**Passage given**
━━━━━━━━━━━━━━━━━━━━━━━━━━━━━━

# Police Clearance including Maiden Name



## Secia (Apr 23, 2017)

Hi
Please can someone provide me with some advice.
I am about to lodge for a 190 Visa and have been told I need a Police Clearance Certificate showing all my previous names (maiden names) as well as my current married name.
I went to the police station to do the fingerprints etc but the women there was clueless and could not tell me how to complete the PCC Application/what to write on it to ensure i get the PCC showing all my maiden names AND my married name.
Has anyone got any advice?
Thanks


----------



## Anamica23 (Aug 17, 2016)

Secia said:


> Hi
> Please can someone provide me with some advice.
> I am about to lodge for a 190 Visa and have been told I need a Police Clearance Certificate showing all my previous names (maiden names) as well as my current married name.
> I went to the police station to do the fingerprints etc but the women there was clueless and could not tell me how to complete the PCC Application/what to write on it to ensure i get the PCC showing all my maiden names AND my married name.

━━━━━━━━━━━━━━━━━━━━━━━━━━━━━━

**Entries shown**

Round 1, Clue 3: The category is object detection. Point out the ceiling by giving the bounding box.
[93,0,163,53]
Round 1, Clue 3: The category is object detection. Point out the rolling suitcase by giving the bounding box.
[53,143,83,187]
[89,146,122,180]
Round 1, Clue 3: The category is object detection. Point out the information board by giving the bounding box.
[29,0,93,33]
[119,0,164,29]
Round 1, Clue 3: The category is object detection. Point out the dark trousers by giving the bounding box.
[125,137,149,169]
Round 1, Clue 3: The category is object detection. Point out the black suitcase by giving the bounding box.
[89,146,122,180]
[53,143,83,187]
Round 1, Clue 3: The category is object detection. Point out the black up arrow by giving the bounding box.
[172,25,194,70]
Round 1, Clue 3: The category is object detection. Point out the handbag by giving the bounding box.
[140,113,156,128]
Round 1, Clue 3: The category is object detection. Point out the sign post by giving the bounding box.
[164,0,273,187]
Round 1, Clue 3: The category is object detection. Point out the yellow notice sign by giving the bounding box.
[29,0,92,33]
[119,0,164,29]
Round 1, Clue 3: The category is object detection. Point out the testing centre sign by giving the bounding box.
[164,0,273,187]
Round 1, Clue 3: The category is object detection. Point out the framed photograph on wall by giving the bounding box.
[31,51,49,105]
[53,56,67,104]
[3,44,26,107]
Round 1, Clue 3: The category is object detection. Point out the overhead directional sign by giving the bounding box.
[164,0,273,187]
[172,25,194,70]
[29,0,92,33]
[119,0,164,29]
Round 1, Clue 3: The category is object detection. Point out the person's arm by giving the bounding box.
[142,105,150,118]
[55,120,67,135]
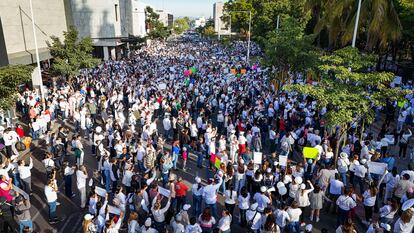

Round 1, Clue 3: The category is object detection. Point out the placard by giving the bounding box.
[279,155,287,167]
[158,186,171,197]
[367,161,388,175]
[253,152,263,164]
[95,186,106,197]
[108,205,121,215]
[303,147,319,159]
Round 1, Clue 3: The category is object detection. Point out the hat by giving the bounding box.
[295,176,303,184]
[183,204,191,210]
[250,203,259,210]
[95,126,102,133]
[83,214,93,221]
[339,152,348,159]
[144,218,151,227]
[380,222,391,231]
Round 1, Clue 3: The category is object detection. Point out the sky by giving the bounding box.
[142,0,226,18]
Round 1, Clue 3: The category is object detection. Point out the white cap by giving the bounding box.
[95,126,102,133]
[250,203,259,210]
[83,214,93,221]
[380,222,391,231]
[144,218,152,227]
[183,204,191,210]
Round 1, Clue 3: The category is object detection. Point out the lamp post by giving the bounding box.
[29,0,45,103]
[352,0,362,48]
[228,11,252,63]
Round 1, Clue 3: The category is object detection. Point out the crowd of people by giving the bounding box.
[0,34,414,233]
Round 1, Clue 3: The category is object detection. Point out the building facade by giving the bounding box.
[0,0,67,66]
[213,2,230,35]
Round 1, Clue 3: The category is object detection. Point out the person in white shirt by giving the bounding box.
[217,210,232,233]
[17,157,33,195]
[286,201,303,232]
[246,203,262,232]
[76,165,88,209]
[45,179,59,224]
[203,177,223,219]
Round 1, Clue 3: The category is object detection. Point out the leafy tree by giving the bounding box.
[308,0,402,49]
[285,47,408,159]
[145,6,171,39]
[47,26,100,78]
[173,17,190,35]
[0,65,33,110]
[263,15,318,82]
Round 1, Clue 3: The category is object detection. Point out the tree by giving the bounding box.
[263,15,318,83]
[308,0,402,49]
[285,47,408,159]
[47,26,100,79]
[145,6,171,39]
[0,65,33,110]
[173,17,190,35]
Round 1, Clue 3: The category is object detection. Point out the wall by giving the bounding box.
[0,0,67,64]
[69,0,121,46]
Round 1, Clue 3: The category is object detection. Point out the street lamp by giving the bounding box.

━━━━━━━━━━━━━━━━━━━━━━━━━━━━━━

**Set problem 1**
Answer these questions from the police clearance thread:
(a) What visa is Secia about to lodge for?
(b) Where did Secia go to do the fingerprints?
(c) Which user quotes Secia's post?
**Set problem 2**
Write the next part of the police clearance thread, starting after its final sentence.
The entries are separate material and have no connection to the police clearance thread.

**Task result 1**
(a) A 190 Visa.
(b) The police station.
(c) Anamica23.

**Task result 2**
> ...


I dont think so... Name as per passport is required...my wife got PCC in maiden name(but after marriage she did not change name).. and as per passport she received PCC

Did your agent told you this? 

In case of multiple names an affidavit stating the same would be enough


----------



## Secia (Apr 23, 2017)

Thanks Anamica
Appreciate your reply. I have put in the PCC application. Apparently i just need to attach my previous marriage certificates and death certificate of my previous husband. Holding thumbs it comes back okay !
Do you perhaps know if the main applicant and spouse (Not children) are able to supply an abridged birth certificate or will the DIBP insist on an unabridged one?
Thanks !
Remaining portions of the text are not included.